Your goal ▸ Go through the data and copy every line exactly, but not the images.

Dataset entries
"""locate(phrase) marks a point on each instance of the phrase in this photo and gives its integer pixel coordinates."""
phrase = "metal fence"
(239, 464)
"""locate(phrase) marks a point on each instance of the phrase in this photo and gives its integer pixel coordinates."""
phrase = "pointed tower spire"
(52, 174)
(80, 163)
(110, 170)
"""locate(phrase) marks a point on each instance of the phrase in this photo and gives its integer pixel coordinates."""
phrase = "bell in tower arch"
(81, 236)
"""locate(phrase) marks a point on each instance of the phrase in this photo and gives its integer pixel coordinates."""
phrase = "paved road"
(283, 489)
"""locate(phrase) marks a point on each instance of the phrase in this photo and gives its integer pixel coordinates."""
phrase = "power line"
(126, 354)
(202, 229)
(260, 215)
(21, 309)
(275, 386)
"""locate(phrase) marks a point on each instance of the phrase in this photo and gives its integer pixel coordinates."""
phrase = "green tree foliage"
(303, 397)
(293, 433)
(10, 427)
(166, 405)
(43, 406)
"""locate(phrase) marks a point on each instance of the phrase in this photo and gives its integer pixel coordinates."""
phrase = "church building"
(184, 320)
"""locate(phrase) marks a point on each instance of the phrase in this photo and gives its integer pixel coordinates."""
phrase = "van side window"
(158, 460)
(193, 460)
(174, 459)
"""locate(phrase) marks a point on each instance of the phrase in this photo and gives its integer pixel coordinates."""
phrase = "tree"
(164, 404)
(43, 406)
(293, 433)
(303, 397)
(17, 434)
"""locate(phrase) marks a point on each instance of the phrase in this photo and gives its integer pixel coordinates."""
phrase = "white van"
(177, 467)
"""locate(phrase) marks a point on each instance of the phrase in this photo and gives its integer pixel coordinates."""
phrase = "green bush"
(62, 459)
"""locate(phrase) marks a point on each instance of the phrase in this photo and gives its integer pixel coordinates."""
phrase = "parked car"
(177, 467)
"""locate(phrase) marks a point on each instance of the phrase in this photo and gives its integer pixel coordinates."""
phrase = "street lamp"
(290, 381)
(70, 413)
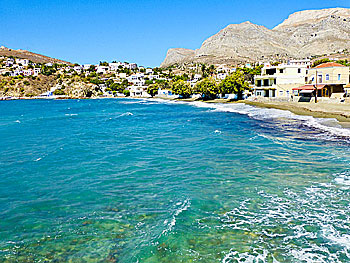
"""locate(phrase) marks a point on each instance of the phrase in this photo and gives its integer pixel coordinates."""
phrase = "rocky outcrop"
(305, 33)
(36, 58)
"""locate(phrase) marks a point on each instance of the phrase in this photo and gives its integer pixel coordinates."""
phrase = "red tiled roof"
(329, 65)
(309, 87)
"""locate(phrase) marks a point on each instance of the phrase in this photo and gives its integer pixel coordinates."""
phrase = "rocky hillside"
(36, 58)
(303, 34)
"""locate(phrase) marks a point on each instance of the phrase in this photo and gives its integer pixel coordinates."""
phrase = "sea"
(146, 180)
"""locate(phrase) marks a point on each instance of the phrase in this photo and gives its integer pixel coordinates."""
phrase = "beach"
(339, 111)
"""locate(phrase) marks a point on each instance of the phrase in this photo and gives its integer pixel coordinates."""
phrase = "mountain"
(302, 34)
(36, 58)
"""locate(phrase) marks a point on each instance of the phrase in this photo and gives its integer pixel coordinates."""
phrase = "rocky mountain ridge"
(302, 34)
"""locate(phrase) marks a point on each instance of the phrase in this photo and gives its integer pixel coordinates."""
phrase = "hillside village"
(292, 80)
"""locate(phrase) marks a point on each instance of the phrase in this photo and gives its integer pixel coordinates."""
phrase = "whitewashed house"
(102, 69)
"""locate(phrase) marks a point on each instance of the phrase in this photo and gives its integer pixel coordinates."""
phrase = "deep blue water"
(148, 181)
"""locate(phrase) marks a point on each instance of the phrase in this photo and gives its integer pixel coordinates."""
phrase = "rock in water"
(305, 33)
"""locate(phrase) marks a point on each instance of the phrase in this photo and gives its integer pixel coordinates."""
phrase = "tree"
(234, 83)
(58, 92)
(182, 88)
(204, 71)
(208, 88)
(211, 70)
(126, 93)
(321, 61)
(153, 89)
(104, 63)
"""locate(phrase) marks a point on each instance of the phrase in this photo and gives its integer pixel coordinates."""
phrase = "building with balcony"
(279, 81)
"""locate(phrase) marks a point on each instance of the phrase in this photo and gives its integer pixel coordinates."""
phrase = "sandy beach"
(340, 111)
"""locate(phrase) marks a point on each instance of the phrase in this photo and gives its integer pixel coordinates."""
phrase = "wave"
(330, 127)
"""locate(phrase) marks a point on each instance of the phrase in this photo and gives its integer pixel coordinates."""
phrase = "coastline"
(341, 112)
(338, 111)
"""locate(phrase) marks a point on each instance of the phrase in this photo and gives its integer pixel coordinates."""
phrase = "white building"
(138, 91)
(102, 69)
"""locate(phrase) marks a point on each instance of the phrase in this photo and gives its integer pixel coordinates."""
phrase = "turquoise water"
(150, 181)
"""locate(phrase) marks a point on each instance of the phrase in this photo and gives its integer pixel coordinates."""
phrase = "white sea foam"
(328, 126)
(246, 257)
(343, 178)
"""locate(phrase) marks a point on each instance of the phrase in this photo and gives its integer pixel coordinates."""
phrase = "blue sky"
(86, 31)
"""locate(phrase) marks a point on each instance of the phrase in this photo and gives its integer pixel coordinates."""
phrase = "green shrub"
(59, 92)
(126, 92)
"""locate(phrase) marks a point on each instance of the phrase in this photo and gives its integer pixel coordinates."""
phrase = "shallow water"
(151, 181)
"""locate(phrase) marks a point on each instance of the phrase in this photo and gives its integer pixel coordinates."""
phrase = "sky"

Answer box ▸
"""locate(phrase) marks a point on each instance of the phrase in this photo and gives its integer pixel coordinates."""
phrase = "metal fence"
(239, 464)
"""locate(phrase) marks a point on each instance of the phrase in this photo and gives its integer pixel coordinates."""
phrase = "pointed tower spire"
(52, 174)
(80, 163)
(110, 170)
"""locate(phrase) marks a point on each instance of the phrase in this photo and gives its integer pixel coordinates."""
phrase = "bell in tower arch"
(81, 236)
"""locate(phrase) marks a point on each instance of the phrase in this photo and gives its integer pixel coordinates."""
phrase = "paved road"
(283, 489)
"""locate(phrase) marks a point on each instance of the phrase in this photo and gives its integer pixel coordinates."""
phrase = "power line"
(126, 354)
(202, 229)
(260, 215)
(21, 309)
(275, 386)
"""locate(phrase) marks a point on each instance of the phrase in this photo and gives its integer pixel coordinates."""
phrase = "green tree foliage"
(303, 397)
(293, 433)
(10, 427)
(166, 405)
(43, 406)
"""locate(phrase) marks a point on each instance of the phrase in this photo and gives its integer pixel coordinates."""
phrase = "church building"
(184, 320)
"""locate(phrase) marks a point on each instance of the phrase in this photo and gives its integer pixel coordinates."""
phrase = "van side window"
(158, 460)
(193, 460)
(174, 459)
"""locate(phrase) marks a point on each instance of the phrase in this photo and gives its integer pixel coordinates."""
phrase = "tree"
(164, 404)
(43, 406)
(293, 433)
(303, 397)
(17, 434)
"""locate(phrase) marks a point on each instance of the phrase in this photo and gives its integer pixel coordinates."""
phrase = "white van"
(177, 467)
"""locate(phrase) marks a point on each instance of the phrase in this photo and gives its integer pixel coordinates."""
phrase = "green bush"
(62, 459)
"""locate(phrase) marks a point on each instance of the phrase in this photo and gives its integer pixel coordinates."""
phrase = "parked car"
(177, 467)
"""locate(phrase) marks a point on each instance of the phrase in this photo and gives its integer pixel coordinates."""
phrase = "street lamp"
(290, 381)
(70, 413)
"""locate(phrase) marks a point on each instance of the phrase in this photo and gives its integer pixel coordinates."""
phrase = "rocky outcrop"
(305, 33)
(36, 58)
"""locate(phrase) marks a point on each instance of the phrase in this photo and gives its integer pixel coordinates."""
phrase = "red tiled roof"
(329, 65)
(309, 87)
"""locate(phrase) marks a point on each instance of the phrase in this photo and gives its integer pixel coordinates."""
phrase = "rocky hillside"
(36, 58)
(303, 34)
"""locate(phrase) marks a point on each instance of the phrase in this photo and gives its integer pixel coordinates."""
phrase = "sea"
(146, 180)
"""locate(phrase) marks a point on each instance of the phrase in this photo and gives its integer pixel coordinates."""
phrase = "beach"
(339, 111)
"""locate(phrase) marks a point on each instance of the phrase in this photo and gives its integer pixel coordinates."""
phrase = "mountain"
(302, 34)
(36, 58)
"""locate(phrase) marks a point on each instance of the phrase in this photo and gives its integer pixel coordinates."""
phrase = "rocky mountain ridge"
(302, 34)
"""locate(phrase) marks a point on each instance of the phrase in this photo and gives its integer pixel coordinates."""
phrase = "hillside village"
(292, 80)
"""locate(phrase) marks a point on each instance of the phrase in this photo and gives its integer pixel coordinates."""
phrase = "whitewashed house"
(102, 69)
"""locate(phrase) marks a point on each instance of the phrase in this photo and gives its integer pixel coordinates."""
phrase = "deep blue water"
(148, 181)
"""locate(phrase) marks a point on each instance of the phrase in this photo and gives its integer pixel coordinates."""
phrase = "rock in water"
(305, 33)
"""locate(phrase) marks a point on each instance of the phrase in this photo and gives its integer pixel coordinates."""
phrase = "tree"
(234, 83)
(58, 92)
(182, 88)
(204, 71)
(208, 88)
(211, 70)
(126, 93)
(321, 61)
(153, 89)
(104, 63)
"""locate(phrase) marks a point on each instance of the phrase in this photo and gives its integer pixel coordinates."""
phrase = "building with balcony"
(279, 81)
"""locate(phrase) marks a point on each instance of the phrase in this photo and gives its integer pixel coordinates."""
phrase = "sandy beach"
(340, 111)
"""locate(phrase) marks a point on each instance of the phrase in this photo and gives its integer pixel coordinates."""
phrase = "wave"
(330, 127)
"""locate(phrase) marks a point on each instance of the phrase in this photo and gives its integer pixel coordinates."""
phrase = "coastline"
(341, 112)
(338, 111)
"""locate(phrase) marks a point on each instance of the phrase in this photo and gives its integer pixel coordinates."""
phrase = "white building"
(138, 91)
(102, 69)
"""locate(phrase) marks a point on each instance of the phrase in this photo and gives its integer pixel coordinates."""
phrase = "turquoise water"
(150, 181)
"""locate(phrase) marks a point on each instance of the phrase in this photo and gives its integer pixel coordinates."""
phrase = "white sea foam"
(328, 126)
(246, 257)
(343, 178)
"""locate(phrase) marks a point on each instance of the phrase in this photo and gives its integer pixel coordinates."""
phrase = "blue sky"
(86, 31)
"""locate(phrase) marks a point on each instance of the phrase in this photo and gives its integer pixel coordinates."""
phrase = "green shrub"
(59, 92)
(126, 92)
"""locate(phrase) marks a point on each instance of the phrase in this photo and gives its integer pixel coordinates."""
phrase = "shallow water"
(151, 181)
"""locate(phrase) marks a point on each instance of the phrase in this photo and gives its integer pixel coordinates."""
phrase = "sky"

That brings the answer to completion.